## Do this
All of the records listed below should be retyped exactly.

----- Stored data

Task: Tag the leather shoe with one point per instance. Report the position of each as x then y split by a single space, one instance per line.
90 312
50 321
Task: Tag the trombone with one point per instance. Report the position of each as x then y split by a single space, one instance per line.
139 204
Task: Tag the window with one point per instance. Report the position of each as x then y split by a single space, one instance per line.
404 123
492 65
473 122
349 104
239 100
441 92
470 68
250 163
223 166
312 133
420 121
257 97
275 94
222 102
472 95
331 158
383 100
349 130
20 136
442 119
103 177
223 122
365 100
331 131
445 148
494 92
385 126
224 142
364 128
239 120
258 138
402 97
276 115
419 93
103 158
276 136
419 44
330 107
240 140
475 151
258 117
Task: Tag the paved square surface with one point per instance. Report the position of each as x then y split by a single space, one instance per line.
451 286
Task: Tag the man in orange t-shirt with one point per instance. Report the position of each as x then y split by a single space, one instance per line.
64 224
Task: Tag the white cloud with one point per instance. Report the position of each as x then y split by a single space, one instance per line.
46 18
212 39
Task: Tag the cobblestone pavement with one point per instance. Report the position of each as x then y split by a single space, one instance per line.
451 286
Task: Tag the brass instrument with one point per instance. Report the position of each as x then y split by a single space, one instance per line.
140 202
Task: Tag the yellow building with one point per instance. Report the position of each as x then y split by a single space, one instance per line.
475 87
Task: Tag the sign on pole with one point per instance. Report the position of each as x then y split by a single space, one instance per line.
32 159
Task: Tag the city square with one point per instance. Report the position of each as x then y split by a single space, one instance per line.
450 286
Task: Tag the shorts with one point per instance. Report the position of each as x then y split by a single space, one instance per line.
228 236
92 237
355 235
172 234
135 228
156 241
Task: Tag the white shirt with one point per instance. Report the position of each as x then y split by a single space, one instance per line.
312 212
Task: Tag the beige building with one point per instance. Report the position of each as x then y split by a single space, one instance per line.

----------

## Full response
Task: Tag the leather shoe with one point per instance. Report the position of each as x then y split by a single space, one instance per line.
90 312
50 321
Task: Tag the trombone with one point per instance. Report the position of each as x then y split by a single space, one instance per line.
139 204
Task: Tag the window with one point per instance. Report the position of each as x then y split by a single space, one instance per line.
404 123
492 65
473 122
349 104
239 100
441 92
470 68
250 163
223 166
312 133
420 121
257 97
275 94
222 102
472 95
331 158
383 100
349 130
20 136
442 119
103 177
223 122
365 100
331 131
445 148
494 92
385 126
224 142
364 128
239 120
258 138
402 97
276 115
419 93
103 158
276 136
419 44
330 107
240 140
475 151
258 117
Task: Tag the paved square surface with one point per instance. Report the position of each as x then y split by a single space, one instance per line.
451 286
Task: Tag the man in orange t-shirt with one point per instance. Report the position of each as x then y split by a single space, one instance per line.
64 224
Task: Tag the white cloud with one point per instance. Report the position of each as x then y split by a single space, one instance per line.
46 18
212 39
Task: Tag the cobblestone pavement with one point per instance. Report the position of each as x then y split by a single space, one instance per line.
451 286
Task: Tag the brass instrument with one point per instance. Report the position of each as x then y split by a single space, one instance per line.
140 202
Task: Tag the yellow building with one point per instance. Report the position of each as x then y split by a single space, one instance per line.
475 87
Task: Tag the sign on pole with one point per instance. Report the position of each as x then y split by a single space, one instance per line.
32 159
Task: Tag the city square with one point per instance. Report the position of each as x then y split by a single space, one instance per line.
450 286
Task: Tag the shorts with one point per instance. Report the position of each as x then y split by a single space, one instance per line.
228 236
92 237
355 235
172 234
135 228
156 241
Task: Tag the white shirt with one point per instance. Report the position of each as x then y split by a single space, one instance per line.
312 212
Task: Tag the beige building with one point per instance. Report the position of each as x then y split by a single space, one instance per line.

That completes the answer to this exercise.